* **Text shown**
##############################

Safe Sea, a topical jellyfish-sting inhibitor, has been shown to effectively diminish or prevent certain jellyfish stings. Care should be taken when swimming or diving into jellyfish-infested waters. Protective clothing should be worn, and a wide berth should be given to all jellyfish because tentacles may trail for several meters behind the bell and main body of the organism. Gloves may help protect against hydroid and anemone stings.

Box Jellyfish Stings

The most well-known box jellyfish, Chironex fleckeri, is perhaps the most venomous creature in the sea and can cause death within minutes of envenomation. Although box jellyfish are most often found in quiet, protected and shallow areas — chiefly in the waters off northern Queensland, Australia — they may also be found in the open ocean. Death is attributed to shock, respiratory paralysis and subsequent cardiac arrest and may occur in 15-20 percent of cases. With any suspected box-jellyfish sting, the victim must be assessed rapidly for adequate breathing and supported as needed with artificial breathing and oxygen. The person should be moved as little as possible. The affected area should be immediately flooded with vinegar for at least 30 seconds and preferably a few minutes before any attempt is made to remove adherent tentacles; this can neutralize nematocysts somewhat and helps lessen the ultimate degree of envenomation. Severe pain and rapid development of wheals, blisters and reddish-purple tentacle markings are likely. In certain areas, such as Queensland, Australia, antivenin is available in hospitals and at some beaches, where lifeguards may be trained to administer it by intramuscular injection.

##############################

* **Record extracts**
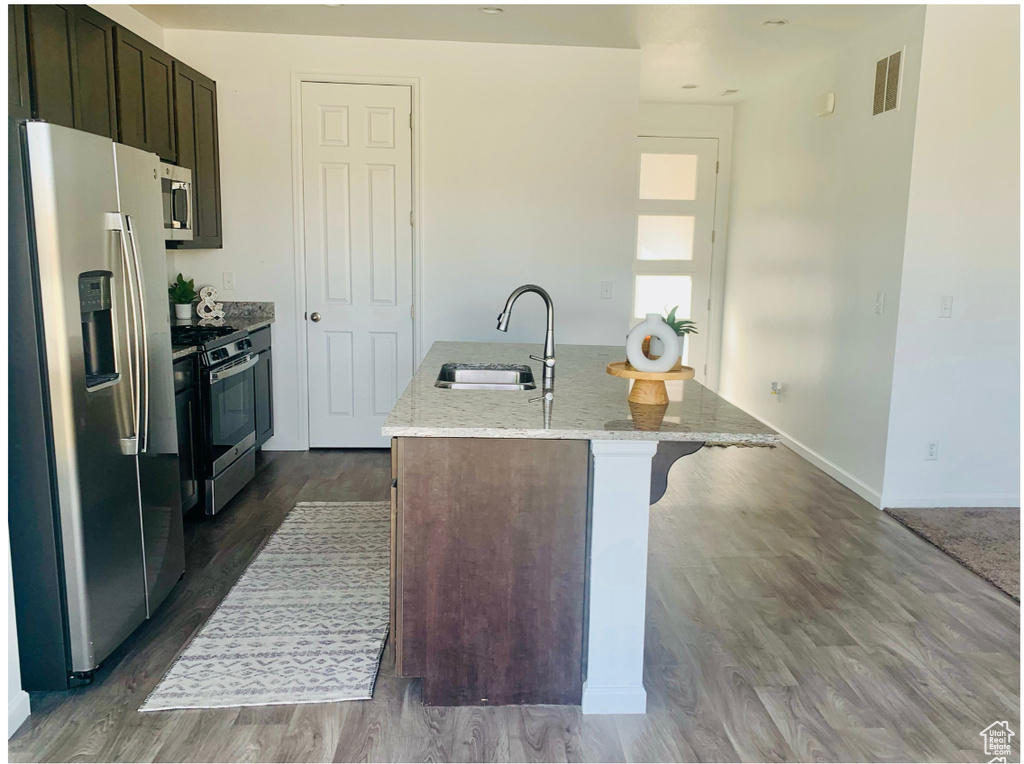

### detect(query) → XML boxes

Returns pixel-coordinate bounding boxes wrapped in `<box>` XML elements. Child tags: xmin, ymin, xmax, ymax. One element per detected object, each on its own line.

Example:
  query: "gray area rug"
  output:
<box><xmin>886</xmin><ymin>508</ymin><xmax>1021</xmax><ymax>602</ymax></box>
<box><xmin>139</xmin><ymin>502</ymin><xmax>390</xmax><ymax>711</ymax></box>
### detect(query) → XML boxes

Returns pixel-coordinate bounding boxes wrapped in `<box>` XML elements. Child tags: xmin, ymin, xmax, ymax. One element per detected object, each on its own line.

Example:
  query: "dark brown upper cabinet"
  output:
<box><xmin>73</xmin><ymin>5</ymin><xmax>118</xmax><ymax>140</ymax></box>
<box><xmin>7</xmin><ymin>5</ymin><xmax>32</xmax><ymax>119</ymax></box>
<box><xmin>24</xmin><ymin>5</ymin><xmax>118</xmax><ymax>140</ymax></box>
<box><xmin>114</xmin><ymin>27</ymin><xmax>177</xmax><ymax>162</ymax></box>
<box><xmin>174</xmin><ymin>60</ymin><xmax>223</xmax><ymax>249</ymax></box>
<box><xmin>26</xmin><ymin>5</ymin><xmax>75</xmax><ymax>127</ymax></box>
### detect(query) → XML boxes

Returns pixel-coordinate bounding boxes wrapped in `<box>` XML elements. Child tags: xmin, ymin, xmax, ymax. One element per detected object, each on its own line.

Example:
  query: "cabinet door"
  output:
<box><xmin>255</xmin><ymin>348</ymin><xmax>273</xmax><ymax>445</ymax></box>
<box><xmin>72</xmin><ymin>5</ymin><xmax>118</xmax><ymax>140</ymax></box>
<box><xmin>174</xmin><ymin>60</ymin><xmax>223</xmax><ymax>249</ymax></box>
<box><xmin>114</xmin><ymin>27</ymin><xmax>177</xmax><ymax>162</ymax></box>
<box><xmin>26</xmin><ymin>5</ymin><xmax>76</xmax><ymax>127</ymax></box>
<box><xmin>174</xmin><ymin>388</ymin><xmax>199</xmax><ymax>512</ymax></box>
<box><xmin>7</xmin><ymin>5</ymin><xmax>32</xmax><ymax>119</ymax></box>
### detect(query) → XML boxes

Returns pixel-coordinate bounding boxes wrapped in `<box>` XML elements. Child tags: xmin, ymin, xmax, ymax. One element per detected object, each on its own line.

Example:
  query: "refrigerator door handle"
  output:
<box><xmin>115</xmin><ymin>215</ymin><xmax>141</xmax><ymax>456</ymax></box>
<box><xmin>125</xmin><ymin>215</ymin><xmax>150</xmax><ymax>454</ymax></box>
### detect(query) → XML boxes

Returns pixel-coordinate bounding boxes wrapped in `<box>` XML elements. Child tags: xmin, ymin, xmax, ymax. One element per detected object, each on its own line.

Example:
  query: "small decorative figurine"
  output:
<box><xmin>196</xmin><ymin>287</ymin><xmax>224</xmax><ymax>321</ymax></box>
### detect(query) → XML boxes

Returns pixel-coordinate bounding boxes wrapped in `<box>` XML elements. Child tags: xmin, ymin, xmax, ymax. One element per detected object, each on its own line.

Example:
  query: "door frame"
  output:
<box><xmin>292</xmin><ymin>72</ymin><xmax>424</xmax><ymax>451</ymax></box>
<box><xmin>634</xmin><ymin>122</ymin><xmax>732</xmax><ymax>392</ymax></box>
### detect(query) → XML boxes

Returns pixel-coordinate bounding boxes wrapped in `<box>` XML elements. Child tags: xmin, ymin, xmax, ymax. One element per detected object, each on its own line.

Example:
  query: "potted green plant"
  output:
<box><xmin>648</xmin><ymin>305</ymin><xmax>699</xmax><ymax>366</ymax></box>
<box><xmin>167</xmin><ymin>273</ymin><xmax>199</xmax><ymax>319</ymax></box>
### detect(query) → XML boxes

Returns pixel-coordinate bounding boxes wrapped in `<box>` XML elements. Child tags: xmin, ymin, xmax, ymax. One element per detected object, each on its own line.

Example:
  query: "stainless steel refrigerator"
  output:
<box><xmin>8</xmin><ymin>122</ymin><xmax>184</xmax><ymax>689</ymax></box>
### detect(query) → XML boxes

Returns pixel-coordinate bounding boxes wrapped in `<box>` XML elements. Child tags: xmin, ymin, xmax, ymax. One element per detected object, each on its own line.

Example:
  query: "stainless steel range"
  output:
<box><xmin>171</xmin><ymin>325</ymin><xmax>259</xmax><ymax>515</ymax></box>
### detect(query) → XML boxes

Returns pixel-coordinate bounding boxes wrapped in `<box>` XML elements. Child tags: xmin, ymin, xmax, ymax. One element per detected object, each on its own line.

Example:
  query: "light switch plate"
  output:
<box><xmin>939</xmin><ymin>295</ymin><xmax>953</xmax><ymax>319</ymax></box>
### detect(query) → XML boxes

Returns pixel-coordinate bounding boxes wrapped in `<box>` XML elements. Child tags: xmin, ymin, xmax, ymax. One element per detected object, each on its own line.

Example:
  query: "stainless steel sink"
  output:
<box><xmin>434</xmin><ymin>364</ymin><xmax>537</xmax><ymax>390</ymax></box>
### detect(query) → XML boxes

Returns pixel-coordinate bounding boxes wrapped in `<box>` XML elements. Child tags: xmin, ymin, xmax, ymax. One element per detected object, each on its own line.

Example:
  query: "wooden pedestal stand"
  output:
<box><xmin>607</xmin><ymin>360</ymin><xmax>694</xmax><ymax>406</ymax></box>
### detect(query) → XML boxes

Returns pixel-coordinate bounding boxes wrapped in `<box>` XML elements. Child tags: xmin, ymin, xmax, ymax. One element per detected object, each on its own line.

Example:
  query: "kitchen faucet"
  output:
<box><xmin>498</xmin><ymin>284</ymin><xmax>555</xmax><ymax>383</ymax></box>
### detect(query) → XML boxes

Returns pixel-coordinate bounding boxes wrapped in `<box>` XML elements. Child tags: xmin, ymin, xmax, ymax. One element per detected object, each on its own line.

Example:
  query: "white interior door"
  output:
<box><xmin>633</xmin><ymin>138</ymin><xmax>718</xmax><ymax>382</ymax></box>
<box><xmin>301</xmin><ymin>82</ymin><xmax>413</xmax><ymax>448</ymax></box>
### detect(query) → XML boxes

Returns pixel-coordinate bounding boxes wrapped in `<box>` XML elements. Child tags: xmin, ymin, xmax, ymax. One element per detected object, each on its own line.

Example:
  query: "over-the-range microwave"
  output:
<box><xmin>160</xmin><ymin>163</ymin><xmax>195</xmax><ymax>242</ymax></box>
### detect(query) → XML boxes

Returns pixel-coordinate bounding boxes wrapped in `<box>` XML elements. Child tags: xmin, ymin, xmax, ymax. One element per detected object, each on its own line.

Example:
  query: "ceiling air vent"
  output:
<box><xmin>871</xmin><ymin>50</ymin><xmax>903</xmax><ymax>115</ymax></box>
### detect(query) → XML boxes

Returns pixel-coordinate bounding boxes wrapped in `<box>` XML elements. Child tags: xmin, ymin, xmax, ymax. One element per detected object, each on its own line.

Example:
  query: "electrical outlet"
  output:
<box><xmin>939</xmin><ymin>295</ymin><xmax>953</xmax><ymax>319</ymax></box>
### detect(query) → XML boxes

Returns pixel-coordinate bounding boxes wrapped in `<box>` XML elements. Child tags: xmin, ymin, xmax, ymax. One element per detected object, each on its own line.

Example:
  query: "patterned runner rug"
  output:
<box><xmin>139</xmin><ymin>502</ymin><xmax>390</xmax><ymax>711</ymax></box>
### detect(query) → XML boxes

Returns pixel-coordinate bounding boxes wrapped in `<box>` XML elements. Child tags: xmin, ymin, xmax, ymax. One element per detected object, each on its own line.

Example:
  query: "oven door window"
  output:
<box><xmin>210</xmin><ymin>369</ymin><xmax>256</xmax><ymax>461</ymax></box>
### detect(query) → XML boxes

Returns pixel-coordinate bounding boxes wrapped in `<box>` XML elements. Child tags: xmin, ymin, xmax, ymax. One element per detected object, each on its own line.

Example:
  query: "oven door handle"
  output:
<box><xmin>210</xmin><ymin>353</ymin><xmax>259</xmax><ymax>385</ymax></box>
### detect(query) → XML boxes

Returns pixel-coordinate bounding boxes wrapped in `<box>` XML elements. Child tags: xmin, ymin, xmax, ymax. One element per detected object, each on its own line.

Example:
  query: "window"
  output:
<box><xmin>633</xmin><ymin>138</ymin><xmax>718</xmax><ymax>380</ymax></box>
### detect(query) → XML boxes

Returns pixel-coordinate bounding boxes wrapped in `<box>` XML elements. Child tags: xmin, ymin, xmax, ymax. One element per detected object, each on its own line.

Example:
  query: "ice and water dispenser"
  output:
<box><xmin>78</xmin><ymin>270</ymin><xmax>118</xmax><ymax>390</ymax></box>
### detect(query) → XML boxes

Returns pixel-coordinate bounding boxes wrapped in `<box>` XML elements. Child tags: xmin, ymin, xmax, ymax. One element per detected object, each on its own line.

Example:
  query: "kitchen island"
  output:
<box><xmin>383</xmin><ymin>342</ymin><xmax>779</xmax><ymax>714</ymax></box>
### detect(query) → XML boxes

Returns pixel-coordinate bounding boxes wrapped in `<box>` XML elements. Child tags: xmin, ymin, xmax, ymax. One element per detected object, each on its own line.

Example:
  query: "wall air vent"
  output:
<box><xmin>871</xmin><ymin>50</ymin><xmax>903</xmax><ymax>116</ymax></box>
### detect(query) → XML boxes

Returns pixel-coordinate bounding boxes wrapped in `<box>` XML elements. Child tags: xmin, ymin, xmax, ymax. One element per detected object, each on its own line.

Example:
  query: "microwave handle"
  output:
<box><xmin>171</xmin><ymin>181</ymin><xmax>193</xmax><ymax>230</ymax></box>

##############################

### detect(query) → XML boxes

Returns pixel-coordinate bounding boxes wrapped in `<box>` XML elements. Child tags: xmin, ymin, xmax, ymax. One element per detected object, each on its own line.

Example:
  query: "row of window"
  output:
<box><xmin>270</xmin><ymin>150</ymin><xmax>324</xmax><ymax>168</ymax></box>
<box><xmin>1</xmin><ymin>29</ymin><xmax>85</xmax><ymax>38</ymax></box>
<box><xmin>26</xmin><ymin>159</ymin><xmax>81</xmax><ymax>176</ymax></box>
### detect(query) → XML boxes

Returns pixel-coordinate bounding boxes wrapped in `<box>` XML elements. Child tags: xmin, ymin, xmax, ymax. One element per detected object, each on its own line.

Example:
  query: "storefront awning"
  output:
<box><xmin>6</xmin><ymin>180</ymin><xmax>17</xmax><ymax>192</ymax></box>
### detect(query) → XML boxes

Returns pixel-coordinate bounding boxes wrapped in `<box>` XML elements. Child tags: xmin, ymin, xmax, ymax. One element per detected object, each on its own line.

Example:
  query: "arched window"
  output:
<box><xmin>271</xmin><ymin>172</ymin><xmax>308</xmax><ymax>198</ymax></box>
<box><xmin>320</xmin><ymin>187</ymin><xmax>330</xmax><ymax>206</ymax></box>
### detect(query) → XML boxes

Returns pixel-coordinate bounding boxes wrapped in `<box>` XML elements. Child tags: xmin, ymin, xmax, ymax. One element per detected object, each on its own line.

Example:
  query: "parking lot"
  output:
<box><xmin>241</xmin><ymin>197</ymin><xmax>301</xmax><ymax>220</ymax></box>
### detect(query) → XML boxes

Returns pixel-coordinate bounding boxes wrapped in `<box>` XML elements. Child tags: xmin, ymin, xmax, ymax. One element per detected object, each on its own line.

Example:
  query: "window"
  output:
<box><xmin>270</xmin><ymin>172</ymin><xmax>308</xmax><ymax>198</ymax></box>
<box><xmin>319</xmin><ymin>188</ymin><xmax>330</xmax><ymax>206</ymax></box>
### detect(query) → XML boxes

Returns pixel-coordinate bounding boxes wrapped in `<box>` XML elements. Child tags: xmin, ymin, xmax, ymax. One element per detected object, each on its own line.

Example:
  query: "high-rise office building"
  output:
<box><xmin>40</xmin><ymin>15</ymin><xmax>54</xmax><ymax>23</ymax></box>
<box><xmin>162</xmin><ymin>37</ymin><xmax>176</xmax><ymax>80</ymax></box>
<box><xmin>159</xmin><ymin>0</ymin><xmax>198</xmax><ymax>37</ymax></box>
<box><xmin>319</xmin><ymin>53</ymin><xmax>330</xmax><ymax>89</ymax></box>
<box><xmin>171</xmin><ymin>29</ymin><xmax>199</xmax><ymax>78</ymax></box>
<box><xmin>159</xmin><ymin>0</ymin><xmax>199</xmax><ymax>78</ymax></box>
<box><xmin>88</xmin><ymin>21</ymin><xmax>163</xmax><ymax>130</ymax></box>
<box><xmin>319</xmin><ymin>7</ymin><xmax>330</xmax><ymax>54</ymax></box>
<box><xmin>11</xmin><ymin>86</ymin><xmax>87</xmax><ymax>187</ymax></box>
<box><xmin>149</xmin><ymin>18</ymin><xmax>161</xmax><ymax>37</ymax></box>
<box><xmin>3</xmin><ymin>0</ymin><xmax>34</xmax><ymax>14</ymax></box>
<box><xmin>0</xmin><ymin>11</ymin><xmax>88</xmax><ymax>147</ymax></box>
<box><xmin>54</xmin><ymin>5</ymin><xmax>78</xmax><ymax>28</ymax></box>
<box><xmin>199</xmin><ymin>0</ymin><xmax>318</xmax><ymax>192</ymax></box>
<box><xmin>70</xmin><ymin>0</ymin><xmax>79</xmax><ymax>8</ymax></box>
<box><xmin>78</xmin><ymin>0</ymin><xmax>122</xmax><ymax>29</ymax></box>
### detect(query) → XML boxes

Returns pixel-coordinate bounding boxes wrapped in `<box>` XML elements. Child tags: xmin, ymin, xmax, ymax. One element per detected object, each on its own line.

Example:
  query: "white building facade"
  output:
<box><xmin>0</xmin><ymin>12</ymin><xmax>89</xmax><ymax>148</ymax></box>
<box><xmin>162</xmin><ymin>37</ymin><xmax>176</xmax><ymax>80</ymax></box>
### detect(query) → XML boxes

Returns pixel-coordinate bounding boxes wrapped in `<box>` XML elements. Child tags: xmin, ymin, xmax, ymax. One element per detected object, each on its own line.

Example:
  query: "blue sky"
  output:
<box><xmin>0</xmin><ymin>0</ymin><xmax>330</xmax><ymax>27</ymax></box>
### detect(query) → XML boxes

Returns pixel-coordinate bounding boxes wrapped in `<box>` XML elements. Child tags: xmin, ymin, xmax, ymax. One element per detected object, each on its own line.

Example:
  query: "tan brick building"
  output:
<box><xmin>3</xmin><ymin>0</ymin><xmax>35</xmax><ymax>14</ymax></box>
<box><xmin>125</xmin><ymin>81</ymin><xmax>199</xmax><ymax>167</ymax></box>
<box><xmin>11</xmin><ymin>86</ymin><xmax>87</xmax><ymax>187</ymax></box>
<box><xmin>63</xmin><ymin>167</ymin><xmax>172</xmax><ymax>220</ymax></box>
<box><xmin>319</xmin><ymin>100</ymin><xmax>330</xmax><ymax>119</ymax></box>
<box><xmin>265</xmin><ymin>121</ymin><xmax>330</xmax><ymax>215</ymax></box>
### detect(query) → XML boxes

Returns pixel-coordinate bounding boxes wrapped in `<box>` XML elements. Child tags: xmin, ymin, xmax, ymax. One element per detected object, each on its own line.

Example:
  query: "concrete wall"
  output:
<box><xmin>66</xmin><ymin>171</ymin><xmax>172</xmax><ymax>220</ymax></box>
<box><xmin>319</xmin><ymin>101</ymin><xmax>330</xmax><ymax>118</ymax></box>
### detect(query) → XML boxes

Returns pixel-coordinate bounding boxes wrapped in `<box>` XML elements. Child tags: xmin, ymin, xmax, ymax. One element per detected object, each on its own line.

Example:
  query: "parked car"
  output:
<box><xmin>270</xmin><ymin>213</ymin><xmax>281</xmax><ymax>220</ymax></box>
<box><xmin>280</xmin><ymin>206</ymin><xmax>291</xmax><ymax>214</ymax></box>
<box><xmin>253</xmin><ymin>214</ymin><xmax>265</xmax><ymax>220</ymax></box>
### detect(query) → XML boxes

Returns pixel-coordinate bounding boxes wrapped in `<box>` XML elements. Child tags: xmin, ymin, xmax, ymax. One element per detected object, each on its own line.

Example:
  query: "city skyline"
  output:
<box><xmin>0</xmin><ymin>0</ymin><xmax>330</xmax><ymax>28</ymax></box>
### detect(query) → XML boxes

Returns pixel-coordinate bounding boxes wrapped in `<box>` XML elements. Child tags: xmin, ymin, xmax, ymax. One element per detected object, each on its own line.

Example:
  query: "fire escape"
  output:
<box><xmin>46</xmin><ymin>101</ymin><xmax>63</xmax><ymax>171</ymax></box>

##############################

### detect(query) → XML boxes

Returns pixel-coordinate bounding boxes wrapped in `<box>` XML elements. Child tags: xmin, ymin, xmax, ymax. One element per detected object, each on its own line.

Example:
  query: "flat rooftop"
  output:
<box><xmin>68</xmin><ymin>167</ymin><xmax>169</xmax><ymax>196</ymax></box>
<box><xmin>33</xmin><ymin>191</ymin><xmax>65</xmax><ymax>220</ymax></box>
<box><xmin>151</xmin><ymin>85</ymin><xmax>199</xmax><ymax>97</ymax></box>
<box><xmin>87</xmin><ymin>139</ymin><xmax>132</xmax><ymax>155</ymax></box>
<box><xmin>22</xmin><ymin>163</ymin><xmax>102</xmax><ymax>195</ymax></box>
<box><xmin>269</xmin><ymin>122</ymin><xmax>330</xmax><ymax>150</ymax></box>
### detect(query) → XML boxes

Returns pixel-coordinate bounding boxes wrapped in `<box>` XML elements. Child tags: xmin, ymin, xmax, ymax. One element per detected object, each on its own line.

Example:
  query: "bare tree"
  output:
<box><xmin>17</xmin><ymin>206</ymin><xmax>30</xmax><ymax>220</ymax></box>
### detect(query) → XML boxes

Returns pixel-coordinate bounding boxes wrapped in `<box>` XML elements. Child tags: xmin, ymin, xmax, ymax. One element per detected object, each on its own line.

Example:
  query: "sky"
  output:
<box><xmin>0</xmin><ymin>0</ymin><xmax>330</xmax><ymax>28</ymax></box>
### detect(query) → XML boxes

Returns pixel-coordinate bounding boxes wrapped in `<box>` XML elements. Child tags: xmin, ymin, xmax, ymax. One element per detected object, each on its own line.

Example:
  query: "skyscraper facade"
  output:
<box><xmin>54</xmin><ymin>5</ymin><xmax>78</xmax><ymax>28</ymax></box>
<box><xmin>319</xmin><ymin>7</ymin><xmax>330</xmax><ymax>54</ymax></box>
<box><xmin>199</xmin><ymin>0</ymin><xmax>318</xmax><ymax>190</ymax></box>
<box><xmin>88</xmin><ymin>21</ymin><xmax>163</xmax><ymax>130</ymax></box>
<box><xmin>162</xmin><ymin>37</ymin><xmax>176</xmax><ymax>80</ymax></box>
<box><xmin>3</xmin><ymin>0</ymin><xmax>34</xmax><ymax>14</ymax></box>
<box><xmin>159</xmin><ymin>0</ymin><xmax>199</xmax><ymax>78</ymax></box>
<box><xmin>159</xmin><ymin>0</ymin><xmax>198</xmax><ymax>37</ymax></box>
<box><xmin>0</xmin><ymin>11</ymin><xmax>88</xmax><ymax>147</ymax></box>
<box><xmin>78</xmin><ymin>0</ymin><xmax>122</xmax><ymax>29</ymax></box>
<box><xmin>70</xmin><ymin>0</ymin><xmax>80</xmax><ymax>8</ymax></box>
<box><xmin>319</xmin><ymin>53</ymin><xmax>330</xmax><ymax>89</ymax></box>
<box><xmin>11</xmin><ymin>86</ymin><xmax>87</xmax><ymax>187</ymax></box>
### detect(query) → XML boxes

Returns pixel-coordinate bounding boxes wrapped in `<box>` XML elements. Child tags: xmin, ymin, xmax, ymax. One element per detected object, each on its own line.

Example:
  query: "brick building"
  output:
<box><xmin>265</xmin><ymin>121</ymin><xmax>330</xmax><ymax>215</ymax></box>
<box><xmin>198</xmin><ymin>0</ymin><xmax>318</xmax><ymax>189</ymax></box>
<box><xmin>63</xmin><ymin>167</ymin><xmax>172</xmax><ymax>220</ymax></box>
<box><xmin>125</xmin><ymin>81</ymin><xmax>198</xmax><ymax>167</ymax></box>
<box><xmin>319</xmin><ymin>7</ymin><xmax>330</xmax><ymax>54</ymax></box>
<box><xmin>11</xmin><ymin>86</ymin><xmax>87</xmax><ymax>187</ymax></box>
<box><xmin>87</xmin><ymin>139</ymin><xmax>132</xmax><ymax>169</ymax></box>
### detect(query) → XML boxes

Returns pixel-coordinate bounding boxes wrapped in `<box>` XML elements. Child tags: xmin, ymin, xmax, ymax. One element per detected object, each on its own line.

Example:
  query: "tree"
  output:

##############################

* **Work to complete**
**1.** From the jellyfish sting text, quote the passage starting at "Safe Sea, a" and ending at "and anemone stings.".
**2.** Answer these questions using the jellyfish sting text:
(a) Against which stings may gloves help protect?
(b) In what percentage of cases may death occur?
(c) For how long, at minimum, should the affected area be flooded with vinegar?

* **Solutions below**
**1.**
Safe Sea, a topical jellyfish-sting inhibitor, has been shown to effectively diminish or prevent certain jellyfish stings. Care should be taken when swimming or diving into jellyfish-infested waters. Protective clothing should be worn, and a wide berth should be given to all jellyfish because tentacles may trail for several meters behind the bell and main body of the organism. Gloves may help protect against hydroid and anemone stings.

**2.**
(a) Hydroid and anemone stings.
(b) 15-20 percent.
(c) At least 30 seconds.